- [INSTRUCTIONS FOR THE TASK] Scan the records beneath this line for the line holding "Target: red baseball cap" and the line holding "Confirm every instance of the palomino", then transcribe exactly those two and all lines between.

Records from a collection
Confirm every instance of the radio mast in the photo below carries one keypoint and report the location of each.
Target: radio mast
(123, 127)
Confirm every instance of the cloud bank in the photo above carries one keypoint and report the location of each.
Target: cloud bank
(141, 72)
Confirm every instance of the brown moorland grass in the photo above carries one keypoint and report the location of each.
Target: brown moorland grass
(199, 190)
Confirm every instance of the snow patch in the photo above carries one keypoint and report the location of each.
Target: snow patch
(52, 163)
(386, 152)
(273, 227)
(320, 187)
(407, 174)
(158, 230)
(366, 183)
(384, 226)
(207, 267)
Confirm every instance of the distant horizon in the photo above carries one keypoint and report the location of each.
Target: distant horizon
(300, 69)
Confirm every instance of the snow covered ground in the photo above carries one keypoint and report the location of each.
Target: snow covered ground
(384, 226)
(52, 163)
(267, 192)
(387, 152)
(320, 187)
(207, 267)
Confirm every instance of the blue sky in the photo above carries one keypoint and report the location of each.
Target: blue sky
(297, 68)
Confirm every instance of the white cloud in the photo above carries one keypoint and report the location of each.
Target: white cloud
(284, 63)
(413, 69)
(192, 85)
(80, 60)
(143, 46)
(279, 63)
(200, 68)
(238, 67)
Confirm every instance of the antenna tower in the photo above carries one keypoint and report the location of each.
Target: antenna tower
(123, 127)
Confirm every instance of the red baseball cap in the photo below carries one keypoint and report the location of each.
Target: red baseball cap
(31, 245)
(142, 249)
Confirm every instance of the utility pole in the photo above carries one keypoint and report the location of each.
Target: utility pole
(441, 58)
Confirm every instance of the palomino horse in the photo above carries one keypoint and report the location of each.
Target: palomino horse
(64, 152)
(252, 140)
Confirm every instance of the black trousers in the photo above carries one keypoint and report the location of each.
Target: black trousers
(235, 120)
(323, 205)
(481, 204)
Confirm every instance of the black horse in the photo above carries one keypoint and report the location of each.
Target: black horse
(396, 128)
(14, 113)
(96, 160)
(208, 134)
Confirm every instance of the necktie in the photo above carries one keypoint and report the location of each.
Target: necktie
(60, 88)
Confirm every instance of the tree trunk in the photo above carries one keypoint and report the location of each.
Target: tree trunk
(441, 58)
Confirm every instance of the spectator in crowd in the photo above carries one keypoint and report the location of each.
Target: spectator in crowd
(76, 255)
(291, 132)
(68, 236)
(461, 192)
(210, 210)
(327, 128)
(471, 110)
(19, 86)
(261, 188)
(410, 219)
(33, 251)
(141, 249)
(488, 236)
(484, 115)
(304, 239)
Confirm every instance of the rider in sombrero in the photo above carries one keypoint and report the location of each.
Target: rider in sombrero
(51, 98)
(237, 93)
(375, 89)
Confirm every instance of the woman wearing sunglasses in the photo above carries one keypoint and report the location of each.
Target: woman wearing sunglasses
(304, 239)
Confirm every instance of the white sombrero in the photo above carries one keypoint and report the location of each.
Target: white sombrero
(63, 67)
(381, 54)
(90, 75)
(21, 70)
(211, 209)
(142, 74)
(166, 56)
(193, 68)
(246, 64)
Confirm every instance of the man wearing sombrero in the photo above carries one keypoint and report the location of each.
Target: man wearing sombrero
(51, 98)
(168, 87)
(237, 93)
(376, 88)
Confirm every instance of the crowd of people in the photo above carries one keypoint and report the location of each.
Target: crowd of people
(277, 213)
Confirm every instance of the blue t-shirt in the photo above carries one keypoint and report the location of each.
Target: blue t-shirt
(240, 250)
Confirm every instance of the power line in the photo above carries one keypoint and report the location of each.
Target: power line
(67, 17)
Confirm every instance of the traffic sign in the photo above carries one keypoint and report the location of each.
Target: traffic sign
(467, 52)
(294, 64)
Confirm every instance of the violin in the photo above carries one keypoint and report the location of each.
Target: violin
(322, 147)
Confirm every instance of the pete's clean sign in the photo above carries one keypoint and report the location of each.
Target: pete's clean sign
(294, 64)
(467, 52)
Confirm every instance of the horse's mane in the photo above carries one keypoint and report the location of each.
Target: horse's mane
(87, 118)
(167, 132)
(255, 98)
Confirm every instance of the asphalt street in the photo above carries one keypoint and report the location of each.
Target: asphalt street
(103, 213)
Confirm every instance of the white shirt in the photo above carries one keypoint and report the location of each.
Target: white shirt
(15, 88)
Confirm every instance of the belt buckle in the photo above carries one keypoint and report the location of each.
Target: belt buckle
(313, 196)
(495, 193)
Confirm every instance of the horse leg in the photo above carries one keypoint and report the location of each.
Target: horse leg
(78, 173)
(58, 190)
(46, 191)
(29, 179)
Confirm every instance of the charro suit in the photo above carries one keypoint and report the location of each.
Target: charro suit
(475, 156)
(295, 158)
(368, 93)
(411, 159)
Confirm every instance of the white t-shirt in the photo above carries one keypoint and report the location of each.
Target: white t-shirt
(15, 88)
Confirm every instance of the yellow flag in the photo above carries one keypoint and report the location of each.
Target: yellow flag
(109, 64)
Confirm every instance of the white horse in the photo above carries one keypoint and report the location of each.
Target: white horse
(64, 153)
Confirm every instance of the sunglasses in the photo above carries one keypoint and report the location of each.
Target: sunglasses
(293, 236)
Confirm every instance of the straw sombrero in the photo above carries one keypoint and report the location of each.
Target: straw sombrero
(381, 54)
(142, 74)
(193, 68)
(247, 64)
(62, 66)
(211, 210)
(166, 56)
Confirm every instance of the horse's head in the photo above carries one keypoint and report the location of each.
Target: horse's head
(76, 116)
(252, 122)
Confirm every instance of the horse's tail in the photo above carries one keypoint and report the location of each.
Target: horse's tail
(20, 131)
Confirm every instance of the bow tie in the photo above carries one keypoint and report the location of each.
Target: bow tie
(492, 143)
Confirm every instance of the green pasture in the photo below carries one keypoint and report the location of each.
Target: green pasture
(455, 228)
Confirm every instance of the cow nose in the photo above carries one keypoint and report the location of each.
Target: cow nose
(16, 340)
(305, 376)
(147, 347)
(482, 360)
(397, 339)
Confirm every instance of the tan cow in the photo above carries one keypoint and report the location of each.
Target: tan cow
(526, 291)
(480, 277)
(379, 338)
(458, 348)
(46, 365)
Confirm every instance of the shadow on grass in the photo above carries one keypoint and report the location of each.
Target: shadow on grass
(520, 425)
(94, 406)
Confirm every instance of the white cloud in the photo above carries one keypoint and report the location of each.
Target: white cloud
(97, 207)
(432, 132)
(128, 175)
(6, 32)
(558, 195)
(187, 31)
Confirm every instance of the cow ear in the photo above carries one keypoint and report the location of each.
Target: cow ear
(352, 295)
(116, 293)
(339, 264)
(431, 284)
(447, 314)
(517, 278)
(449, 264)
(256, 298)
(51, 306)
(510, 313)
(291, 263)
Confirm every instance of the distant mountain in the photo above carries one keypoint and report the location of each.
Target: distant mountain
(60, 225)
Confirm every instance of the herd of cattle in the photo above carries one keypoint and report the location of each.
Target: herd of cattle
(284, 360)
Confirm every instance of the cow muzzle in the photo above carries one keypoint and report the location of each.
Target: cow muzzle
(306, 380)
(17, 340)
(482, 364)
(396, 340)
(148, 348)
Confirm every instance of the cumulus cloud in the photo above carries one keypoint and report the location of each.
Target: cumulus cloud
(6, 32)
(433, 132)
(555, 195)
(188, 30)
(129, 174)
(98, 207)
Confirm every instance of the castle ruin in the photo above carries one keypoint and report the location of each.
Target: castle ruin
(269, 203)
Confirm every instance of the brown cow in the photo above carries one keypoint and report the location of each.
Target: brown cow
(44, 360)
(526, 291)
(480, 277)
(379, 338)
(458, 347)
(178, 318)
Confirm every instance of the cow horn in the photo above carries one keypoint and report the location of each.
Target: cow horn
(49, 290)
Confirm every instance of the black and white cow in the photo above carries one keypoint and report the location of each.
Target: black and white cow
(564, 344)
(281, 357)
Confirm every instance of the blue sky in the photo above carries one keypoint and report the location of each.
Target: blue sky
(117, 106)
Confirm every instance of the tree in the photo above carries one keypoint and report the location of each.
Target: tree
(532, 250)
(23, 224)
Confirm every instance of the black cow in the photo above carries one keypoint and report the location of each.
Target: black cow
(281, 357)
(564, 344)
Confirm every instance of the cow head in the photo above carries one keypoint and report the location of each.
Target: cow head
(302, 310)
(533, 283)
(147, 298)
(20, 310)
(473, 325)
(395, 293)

...

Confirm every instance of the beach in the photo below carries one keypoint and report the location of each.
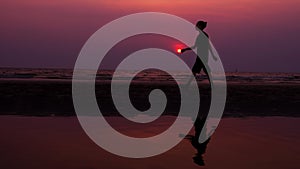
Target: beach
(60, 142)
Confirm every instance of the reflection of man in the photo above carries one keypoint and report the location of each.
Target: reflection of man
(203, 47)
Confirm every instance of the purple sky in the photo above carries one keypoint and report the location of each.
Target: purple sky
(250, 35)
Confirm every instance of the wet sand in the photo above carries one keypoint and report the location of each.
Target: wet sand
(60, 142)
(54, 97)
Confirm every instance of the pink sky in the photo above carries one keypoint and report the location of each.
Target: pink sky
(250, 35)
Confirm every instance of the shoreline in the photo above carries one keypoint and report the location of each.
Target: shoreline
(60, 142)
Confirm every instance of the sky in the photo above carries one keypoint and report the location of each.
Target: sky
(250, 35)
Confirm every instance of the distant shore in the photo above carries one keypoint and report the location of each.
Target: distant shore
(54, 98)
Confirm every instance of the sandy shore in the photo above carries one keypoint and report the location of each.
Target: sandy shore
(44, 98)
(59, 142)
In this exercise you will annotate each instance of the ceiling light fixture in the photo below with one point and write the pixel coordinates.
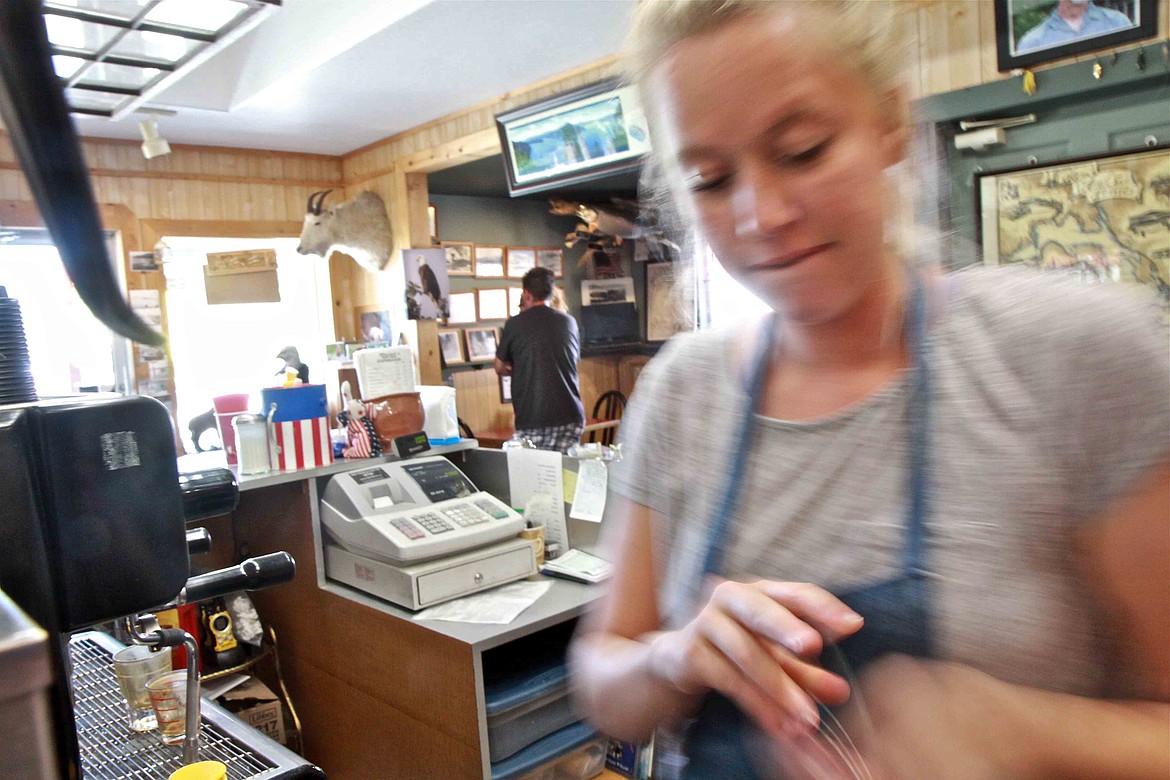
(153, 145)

==

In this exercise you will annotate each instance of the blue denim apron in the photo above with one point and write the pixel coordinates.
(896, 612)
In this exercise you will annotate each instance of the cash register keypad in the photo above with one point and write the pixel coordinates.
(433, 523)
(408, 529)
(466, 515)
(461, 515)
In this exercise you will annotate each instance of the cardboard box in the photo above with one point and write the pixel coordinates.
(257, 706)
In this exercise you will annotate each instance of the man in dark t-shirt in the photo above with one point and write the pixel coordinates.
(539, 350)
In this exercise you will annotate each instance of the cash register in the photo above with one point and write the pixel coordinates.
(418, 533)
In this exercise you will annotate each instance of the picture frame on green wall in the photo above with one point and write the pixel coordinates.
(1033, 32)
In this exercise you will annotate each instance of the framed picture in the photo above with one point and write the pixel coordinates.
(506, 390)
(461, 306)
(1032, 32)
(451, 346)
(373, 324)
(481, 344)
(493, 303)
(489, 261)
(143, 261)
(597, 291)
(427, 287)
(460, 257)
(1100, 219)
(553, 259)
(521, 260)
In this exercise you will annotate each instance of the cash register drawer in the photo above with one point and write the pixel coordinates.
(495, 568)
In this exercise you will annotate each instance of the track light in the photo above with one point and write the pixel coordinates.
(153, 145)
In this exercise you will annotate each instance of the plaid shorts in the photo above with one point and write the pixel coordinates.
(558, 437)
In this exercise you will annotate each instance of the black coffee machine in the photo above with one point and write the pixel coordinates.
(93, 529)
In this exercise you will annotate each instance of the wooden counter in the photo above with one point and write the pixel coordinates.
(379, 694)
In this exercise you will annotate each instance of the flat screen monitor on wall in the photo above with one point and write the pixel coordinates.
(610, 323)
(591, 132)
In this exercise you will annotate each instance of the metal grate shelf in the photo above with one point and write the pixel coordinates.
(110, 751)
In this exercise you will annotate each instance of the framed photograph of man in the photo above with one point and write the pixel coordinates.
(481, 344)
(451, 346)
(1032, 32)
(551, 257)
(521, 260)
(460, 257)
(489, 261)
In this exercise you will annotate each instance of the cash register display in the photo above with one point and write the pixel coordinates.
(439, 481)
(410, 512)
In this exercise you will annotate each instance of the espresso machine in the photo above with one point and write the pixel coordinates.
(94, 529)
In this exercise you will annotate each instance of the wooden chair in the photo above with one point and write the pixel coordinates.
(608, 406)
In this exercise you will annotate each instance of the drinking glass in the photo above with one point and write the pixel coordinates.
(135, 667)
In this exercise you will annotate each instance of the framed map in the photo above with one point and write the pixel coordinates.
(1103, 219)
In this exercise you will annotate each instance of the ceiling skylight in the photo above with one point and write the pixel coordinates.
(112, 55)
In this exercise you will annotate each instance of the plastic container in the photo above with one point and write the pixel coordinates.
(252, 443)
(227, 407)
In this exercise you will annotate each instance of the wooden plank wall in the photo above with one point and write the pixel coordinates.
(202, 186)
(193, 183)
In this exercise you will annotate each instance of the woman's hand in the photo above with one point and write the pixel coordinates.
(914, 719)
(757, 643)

- [TASK SOLUTION]
Target: red baseball cap
(31, 245)
(142, 249)
Confirm every instance of the utility pole in the photo above carries one keypoint and report the location of each.
Target: utility pole
(441, 58)
Confirm every instance of the palomino horse in the photo above carries one keypoint and report the location of each.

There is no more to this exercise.